Extrait fourni:
Ainsi au plus intime de la singularité de ces sujets, la prostitution est l’écran de la douleur incurable qui les a mis en route vers l’immigration. Un dire est à entendre au cœur de leur plainte formulée dans un discours parcellaire, sans que la cause de la douleur soit vraiment subjectivée ou alors à côté, par des détails infimes. Il y a un enjeu éthique à croire leurs dires : « y croire sans trop les croire »[3], en sachant que ce qu’elles disent relève de cet insondable. La prostitution avec tous les avatars qui constituent ses formes particulières à un instant donné de l’histoire : aujourd’hui la prostitution des nigérianes et autres africaines n’est qu’un aspect des migrations de masse déchirant notre monde globalisé.

Problèmes et exercices:
1. Donnez les trois premiers mots de chacune des phrases de l'extrait fourni.
2. Indiquez si chacune de ces affirmations est conforme à l'extrait fourni, par oui ou non, en citant les mots décisifs du texte : (a) la cause de la douleur y est clairement subjectivée ; (b) la prostitution des Nigérianes y est présentée comme un aspect des migrations de masse ; (c) la douleur y est dite incurable.
Le matériau qui vient ensuite n'est pas utile ici.

Extraits de données:
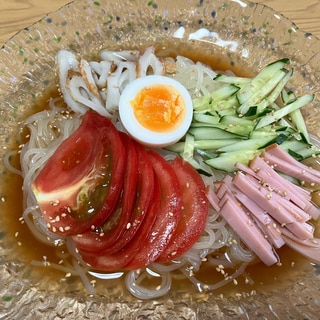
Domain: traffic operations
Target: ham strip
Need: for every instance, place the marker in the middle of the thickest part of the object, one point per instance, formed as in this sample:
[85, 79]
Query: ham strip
[267, 210]
[283, 162]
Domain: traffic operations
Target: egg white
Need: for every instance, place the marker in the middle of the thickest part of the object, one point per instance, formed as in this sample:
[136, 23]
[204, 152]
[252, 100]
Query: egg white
[143, 135]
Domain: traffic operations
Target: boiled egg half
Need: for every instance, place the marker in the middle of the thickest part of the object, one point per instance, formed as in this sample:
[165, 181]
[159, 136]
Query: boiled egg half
[156, 110]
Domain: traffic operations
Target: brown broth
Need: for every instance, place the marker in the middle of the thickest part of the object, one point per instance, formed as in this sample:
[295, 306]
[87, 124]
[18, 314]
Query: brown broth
[28, 248]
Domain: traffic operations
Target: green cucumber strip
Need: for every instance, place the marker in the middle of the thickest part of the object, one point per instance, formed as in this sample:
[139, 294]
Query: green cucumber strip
[226, 161]
[212, 132]
[251, 144]
[298, 122]
[206, 118]
[257, 95]
[221, 94]
[238, 81]
[298, 103]
[236, 120]
[259, 81]
[214, 144]
[287, 96]
[270, 99]
[177, 147]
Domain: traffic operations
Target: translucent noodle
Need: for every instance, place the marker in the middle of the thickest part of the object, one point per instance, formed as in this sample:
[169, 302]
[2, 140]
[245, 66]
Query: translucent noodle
[218, 244]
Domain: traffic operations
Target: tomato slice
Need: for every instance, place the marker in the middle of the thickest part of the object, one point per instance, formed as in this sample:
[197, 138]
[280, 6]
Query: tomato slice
[79, 186]
[113, 228]
[144, 194]
[194, 211]
[104, 261]
[167, 220]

Solutions successives:
1. Ainsi au plus ; Un dire est ; Il y a ; La prostitution avec

2.
(a) Non : « sans que la cause de la douleur soit vraiment subjectivée ».
(b) Oui : « n’est qu’un aspect des migrations de masse ».
(c) Oui : « la douleur incurable ».